▸ **Directions**
Every line holding "outfit" should be copied from the records below.

[Extracted data entries]
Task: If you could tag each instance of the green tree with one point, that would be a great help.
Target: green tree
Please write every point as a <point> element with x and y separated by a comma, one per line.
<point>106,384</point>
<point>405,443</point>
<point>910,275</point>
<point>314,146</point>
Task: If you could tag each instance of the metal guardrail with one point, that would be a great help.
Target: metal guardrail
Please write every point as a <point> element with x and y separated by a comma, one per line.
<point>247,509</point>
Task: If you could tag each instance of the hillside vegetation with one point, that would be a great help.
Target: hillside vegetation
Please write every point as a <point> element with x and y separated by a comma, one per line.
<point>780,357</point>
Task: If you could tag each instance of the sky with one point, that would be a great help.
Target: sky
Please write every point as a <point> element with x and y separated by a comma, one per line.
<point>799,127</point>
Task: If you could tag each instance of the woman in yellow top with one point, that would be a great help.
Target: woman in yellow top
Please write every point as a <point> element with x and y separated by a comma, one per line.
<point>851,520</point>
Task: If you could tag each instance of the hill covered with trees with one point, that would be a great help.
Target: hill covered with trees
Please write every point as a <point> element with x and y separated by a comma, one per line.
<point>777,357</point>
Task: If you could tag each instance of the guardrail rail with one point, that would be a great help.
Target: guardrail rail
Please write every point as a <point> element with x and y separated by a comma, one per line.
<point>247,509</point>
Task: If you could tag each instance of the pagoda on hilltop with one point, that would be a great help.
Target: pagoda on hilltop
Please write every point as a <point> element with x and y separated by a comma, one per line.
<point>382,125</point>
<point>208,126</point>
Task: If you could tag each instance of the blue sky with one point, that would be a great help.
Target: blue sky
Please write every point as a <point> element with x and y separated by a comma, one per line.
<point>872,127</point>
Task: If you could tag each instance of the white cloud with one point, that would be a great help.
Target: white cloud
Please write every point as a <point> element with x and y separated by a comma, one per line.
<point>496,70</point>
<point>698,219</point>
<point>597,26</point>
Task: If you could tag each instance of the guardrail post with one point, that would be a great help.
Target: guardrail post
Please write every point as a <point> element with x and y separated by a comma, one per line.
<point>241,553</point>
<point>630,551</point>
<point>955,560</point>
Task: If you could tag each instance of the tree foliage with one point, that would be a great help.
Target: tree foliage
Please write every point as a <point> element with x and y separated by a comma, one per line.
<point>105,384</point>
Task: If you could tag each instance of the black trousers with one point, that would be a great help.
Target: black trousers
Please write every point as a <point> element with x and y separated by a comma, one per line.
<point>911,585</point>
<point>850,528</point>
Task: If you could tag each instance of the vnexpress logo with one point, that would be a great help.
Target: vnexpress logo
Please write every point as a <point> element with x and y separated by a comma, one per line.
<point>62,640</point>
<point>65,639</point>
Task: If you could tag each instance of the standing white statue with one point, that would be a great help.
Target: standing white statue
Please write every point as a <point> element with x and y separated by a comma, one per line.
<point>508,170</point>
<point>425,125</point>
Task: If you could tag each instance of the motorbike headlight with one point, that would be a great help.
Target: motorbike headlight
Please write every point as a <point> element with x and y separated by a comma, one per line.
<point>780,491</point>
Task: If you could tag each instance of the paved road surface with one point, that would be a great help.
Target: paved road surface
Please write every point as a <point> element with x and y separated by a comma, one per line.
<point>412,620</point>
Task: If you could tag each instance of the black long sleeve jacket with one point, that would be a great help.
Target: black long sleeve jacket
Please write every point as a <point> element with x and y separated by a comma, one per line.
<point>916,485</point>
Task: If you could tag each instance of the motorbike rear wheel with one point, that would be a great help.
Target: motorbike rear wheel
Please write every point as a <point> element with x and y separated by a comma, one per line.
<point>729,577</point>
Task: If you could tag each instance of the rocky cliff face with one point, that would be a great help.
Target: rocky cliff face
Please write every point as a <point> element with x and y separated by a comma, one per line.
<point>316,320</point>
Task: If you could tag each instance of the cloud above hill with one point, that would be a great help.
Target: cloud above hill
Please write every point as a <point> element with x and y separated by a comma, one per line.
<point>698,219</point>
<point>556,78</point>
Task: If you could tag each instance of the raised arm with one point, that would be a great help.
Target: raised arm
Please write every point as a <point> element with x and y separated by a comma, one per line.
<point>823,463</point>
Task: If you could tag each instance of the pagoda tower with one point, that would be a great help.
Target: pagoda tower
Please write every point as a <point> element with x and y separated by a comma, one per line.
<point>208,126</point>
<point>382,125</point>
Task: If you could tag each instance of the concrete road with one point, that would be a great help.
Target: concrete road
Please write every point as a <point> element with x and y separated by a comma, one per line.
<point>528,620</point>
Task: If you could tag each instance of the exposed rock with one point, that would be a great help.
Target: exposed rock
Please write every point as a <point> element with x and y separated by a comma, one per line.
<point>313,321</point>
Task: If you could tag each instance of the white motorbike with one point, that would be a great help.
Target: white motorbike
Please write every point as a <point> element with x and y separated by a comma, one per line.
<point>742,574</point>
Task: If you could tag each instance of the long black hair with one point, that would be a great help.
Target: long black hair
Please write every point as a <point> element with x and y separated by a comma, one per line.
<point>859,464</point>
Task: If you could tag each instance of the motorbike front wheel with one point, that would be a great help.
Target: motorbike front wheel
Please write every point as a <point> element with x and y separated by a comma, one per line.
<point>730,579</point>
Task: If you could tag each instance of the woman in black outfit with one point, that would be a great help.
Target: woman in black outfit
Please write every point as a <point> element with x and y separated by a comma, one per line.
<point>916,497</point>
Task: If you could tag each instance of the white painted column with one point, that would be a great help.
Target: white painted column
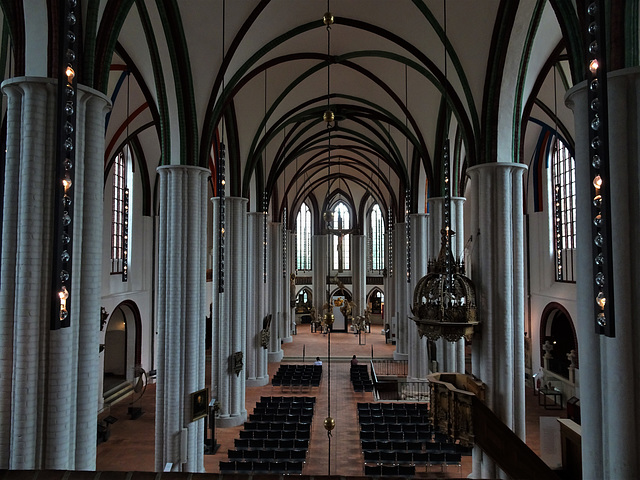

▸ **Task answer**
Task: If you could tag each instance of the woman in black outfit with one point, that would be a great help.
Target: woman in black outfit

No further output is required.